What needs to be done →
Collect every line below that contains the word "white", and copy each one in full. Treat case as significant, so match only that exact capitalization.
>> start Records provided
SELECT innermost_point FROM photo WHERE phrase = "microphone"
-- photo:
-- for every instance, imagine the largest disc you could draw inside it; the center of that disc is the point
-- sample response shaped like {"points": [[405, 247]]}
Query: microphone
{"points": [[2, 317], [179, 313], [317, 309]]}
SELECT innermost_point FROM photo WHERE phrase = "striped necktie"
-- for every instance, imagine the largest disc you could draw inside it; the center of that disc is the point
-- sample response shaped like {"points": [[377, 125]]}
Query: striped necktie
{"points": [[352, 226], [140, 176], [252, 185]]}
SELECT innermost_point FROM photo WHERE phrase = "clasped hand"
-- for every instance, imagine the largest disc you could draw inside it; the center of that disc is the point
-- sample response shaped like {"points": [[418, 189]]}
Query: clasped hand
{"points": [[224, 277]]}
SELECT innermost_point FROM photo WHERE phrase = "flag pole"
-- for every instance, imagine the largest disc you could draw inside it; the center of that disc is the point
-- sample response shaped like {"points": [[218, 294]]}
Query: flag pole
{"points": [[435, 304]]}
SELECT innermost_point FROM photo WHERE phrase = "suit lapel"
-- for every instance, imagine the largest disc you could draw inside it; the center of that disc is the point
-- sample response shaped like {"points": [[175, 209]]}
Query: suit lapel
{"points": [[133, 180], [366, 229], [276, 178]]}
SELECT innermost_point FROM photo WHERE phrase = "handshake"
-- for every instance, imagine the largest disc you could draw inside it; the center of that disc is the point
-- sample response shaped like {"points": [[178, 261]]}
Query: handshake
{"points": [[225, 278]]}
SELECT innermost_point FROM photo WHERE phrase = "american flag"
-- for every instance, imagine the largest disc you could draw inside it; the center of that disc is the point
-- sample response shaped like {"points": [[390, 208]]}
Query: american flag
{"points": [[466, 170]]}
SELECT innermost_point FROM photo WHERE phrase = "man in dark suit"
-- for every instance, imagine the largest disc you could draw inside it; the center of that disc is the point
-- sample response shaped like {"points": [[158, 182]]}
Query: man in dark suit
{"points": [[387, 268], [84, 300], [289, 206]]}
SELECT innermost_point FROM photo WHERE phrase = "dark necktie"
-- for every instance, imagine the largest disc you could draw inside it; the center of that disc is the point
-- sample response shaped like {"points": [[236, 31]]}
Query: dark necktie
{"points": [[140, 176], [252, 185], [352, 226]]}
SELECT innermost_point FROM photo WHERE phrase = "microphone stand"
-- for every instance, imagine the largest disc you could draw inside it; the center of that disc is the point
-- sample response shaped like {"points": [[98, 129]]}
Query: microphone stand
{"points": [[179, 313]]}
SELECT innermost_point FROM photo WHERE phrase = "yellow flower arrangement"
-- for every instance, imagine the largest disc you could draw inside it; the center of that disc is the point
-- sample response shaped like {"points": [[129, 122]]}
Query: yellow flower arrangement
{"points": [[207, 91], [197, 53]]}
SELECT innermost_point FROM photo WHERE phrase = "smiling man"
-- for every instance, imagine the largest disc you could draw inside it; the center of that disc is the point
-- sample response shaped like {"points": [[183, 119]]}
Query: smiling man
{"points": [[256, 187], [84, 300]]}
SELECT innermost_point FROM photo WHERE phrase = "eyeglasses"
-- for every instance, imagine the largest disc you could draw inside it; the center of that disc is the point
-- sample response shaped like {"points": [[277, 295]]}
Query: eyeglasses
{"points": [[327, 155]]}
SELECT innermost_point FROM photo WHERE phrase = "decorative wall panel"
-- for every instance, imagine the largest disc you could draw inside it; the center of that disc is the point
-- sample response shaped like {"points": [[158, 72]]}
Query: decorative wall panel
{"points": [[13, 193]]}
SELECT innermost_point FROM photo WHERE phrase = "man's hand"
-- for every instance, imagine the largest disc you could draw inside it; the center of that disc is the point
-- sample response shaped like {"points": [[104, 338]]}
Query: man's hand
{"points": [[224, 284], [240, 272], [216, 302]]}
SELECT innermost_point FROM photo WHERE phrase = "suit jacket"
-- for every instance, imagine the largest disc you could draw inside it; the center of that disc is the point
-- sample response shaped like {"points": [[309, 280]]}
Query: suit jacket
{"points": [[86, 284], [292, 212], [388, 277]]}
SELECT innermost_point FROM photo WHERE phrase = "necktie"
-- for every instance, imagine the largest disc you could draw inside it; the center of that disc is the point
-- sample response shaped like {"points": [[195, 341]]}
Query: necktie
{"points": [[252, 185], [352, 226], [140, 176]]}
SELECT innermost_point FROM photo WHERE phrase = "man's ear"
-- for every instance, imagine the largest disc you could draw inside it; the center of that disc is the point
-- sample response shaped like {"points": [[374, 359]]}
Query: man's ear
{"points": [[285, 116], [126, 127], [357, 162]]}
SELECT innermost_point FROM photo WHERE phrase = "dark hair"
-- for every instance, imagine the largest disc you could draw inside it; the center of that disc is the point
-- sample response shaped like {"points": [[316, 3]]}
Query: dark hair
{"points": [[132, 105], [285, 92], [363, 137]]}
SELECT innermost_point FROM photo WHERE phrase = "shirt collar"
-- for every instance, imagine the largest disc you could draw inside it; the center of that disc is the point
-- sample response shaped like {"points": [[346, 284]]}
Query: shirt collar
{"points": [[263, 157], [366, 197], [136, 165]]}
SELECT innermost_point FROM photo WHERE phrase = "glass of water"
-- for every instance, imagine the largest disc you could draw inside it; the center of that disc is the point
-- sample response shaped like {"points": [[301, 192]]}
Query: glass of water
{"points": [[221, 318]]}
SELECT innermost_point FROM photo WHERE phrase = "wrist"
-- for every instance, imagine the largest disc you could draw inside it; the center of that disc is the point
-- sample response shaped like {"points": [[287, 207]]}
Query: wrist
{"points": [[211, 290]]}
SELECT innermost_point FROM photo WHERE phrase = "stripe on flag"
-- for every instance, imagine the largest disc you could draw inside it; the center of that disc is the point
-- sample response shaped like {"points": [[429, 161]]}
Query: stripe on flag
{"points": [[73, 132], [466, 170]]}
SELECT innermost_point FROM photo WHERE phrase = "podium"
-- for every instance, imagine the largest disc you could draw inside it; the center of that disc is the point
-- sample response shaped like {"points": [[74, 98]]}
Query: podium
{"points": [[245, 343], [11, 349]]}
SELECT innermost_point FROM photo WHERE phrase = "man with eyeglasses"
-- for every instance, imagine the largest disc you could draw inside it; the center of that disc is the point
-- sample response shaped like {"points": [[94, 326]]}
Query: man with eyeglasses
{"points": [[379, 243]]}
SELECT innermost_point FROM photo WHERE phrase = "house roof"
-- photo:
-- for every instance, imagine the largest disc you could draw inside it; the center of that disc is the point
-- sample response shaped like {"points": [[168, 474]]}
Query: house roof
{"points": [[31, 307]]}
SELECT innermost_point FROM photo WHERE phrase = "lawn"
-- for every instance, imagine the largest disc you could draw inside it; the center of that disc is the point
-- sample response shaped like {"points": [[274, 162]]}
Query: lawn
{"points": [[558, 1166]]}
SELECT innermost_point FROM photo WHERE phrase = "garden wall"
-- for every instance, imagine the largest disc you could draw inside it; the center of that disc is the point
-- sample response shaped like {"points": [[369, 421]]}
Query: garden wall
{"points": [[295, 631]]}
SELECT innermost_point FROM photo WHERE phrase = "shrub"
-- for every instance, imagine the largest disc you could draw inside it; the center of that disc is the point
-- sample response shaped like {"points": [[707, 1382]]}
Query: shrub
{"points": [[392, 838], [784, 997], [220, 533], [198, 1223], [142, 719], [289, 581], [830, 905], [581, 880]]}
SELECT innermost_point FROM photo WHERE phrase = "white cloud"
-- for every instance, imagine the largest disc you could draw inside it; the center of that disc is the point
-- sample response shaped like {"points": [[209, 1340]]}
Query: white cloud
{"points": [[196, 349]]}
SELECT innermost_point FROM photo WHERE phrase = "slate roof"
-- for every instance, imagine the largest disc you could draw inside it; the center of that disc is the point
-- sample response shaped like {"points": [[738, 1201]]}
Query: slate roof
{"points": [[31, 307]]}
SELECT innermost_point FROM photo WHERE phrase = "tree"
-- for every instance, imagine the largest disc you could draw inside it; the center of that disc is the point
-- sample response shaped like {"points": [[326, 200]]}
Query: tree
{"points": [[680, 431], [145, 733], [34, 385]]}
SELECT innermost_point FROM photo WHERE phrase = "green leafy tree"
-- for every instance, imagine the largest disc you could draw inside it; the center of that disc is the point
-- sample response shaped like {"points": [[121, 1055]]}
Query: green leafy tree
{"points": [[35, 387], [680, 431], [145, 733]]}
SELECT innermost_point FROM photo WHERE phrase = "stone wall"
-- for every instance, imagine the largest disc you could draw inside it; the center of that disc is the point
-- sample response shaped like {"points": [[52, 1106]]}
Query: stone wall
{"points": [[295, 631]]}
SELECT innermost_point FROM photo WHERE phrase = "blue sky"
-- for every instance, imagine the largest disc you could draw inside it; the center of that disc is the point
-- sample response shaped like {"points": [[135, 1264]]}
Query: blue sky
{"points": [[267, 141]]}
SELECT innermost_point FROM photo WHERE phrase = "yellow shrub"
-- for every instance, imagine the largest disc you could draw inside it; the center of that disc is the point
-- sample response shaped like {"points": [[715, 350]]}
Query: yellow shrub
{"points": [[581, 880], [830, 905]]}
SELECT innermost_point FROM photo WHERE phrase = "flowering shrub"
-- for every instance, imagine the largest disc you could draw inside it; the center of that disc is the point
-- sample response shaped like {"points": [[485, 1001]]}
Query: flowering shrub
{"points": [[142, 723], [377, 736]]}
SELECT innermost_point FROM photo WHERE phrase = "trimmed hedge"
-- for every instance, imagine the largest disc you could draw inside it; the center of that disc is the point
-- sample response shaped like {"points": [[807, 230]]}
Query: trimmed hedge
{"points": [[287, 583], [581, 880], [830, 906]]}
>> end Records provided
Written solution →
SELECT innermost_point FROM photo WHERE phrase = "white cloud"
Query: white cloud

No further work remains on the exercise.